QUOTED PASSAGE:
################

Monday, June 15, 2009

Size your Undo tablespace

What should be the size of UNDO tablespace? Generally this question is vaguely answered saying that sizing comes with experience (of DBA) or looking at load on server or sometimes even by the number of ORA-1555 or out of space errors.

This paper is to help DBA’s in calculating the size of UNDO tablespace by using a simple formula.

While designing an application, generally it is tough to know about the number of transactions and subsequently number of rows changed per second.
So I suggest having a “big undo tablespace” to start with and based on load, after doing some calculations and resize your UNDO tablespace.

In my case one of the applications was going to production (live), and I had no idea that how many transactions will happen against this database. All what I was told that there will be optimum (transactional) activity on this database. The word “optimum” itself is vague.

So I started with UNDO tablespace with size of 2GB and datafiles with autoextend “on” .

Note:
In production, you must be very careful in using this (autoextend on) as the space may grow to inifinity very fast. So my advice is either dont use this option, or use with "maxsize" or continuously monitor space (which is tough).


I month later, I noticed the activity from V$undostat.

Here is the step by step approach:


Step 1: Longest running query.


SQL> select max(maxquerylen) from v$undostat;


MAX(MAXQUERYLEN)
----------------
1793

This gives you ideal value for UNDO_RETENTION. To be on the safer size you should add few more seconds to get the right value. So in my case, the size of undo retention should be say 2000 secs.

################

RECORDED INFORMATION:
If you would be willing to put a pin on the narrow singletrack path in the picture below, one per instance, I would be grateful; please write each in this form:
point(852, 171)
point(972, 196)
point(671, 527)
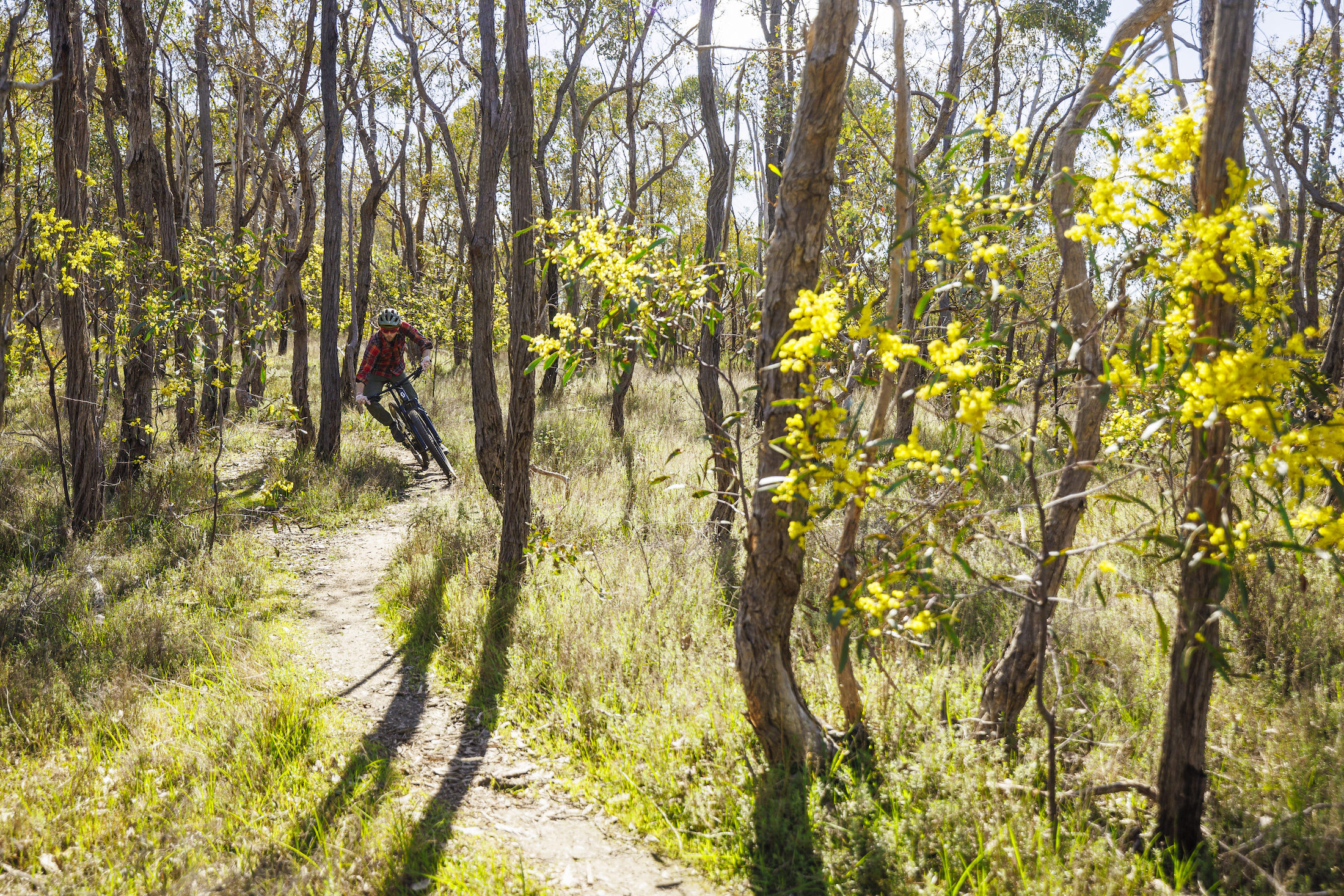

################

DESCRIPTION OF THE TASK:
Repeat everything from "So I started" down to "Longest running query." in the post on sizing the Undo tablespace, word for word.

SOLUTION:
So I started with UNDO tablespace with size of 2GB and datafiles with autoextend “on” .

Note:
In production, you must be very careful in using this (autoextend on) as the space may grow to inifinity very fast. So my advice is either dont use this option, or use with "maxsize" or continuously monitor space (which is tough).


I month later, I noticed the activity from V$undostat.

Here is the step by step approach:


Step 1: Longest running query.